Answer these questions from the Cedars Hall text:
1. Who was the main contractor?
2. When did Cedars Hall open?
3. How large an orchestra can Eavis Hall accommodate?

◆ Quoted passage
○ ○ ○ ○ ○ ○ ○
Design and construction
- Architect: Eric Parry
- Architecture firm: Eric Parry Architects
- Main contractor: Shaylor Group

= Cedars Hall =

Cedars Hall is Wells Cathedral School's performing arts venue located in Wells, Somerset, England. Opened in autumn 2016, it provides the capacity for audiences of 350 in its main recital hall named Eavis Hall after Old Wellensian Michael Eavis, CBE, founder of the Glastonbury Festival.

== Performance and practice spaces ==
Eavis Hall is a flexible and modern performance space accommodating an orchestra of 60 performers and an audience of 250, with other configurations possible through adaptation of seating and platforms. Whilst Cedars Hall's award-winning design was devised to give chamber musicians the very best acoustic experience, the flexibility of the technical specification means that this venue is accessible for performers of every discipline – for amplified music, dance, drama and lectures.
○ ○ ○ ○ ○ ○ ○
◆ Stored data
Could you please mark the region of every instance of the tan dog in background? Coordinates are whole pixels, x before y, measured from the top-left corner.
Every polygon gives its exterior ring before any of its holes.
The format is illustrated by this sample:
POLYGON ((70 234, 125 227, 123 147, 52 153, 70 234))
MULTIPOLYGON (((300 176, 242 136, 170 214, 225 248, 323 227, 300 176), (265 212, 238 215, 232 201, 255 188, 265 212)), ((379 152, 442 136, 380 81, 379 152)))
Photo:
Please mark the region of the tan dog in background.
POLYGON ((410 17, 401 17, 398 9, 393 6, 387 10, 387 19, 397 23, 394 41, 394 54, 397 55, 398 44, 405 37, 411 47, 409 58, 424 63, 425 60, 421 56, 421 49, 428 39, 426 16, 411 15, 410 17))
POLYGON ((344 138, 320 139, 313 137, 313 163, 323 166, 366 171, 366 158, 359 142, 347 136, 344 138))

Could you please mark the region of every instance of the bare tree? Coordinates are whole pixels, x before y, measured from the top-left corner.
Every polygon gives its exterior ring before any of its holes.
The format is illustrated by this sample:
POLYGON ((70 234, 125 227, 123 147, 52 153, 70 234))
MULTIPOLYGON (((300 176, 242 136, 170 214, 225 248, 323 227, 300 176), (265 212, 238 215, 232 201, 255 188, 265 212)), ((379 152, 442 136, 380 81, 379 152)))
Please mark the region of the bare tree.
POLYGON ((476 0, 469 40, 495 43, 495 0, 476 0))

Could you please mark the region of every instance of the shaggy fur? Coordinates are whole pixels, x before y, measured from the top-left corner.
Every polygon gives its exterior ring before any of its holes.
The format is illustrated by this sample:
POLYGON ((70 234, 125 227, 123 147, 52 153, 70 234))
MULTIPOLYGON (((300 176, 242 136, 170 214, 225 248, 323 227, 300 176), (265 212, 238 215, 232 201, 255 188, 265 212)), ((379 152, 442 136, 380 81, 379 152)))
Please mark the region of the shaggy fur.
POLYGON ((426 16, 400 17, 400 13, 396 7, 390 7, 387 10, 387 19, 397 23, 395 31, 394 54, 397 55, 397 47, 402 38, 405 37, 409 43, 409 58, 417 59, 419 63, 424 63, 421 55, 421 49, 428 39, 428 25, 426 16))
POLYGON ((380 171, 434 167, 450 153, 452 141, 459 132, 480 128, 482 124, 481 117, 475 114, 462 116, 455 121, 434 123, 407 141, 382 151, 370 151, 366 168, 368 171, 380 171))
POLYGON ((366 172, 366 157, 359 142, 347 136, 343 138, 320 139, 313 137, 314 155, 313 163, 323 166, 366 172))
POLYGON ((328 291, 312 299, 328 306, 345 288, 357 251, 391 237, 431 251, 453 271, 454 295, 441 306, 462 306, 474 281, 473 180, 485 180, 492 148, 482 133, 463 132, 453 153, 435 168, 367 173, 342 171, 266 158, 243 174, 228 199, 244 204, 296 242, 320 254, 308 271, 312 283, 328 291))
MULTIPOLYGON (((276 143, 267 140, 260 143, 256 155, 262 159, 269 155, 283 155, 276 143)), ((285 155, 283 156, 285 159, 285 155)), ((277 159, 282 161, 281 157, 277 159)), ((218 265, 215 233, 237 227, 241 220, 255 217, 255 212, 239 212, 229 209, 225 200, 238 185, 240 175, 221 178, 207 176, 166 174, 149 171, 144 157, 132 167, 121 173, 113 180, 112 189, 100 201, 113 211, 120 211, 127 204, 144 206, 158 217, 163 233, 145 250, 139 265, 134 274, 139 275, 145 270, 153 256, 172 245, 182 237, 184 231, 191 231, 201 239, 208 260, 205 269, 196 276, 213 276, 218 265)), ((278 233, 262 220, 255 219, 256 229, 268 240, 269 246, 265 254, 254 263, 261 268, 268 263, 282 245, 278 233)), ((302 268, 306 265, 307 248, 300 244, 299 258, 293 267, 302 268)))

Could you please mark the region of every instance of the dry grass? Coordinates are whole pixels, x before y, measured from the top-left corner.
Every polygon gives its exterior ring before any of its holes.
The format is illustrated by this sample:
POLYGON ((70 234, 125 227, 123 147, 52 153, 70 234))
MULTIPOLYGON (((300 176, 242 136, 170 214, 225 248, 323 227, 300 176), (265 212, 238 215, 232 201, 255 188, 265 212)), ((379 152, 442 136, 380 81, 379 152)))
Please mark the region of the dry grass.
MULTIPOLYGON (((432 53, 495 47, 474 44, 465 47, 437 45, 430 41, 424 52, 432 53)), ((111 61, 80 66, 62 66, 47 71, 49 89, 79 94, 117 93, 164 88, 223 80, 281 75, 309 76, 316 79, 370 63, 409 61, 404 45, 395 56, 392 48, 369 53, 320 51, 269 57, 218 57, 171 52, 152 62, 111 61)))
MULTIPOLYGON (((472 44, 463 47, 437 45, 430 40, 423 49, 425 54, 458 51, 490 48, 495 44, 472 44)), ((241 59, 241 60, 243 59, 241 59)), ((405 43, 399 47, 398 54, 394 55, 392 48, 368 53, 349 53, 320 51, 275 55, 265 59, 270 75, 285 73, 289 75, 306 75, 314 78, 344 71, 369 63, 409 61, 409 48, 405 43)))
○ ○ ○ ○ ○ ○ ○
◆ Written solution
1. Shaylor Group
2. Autumn 2016
3. 60 performers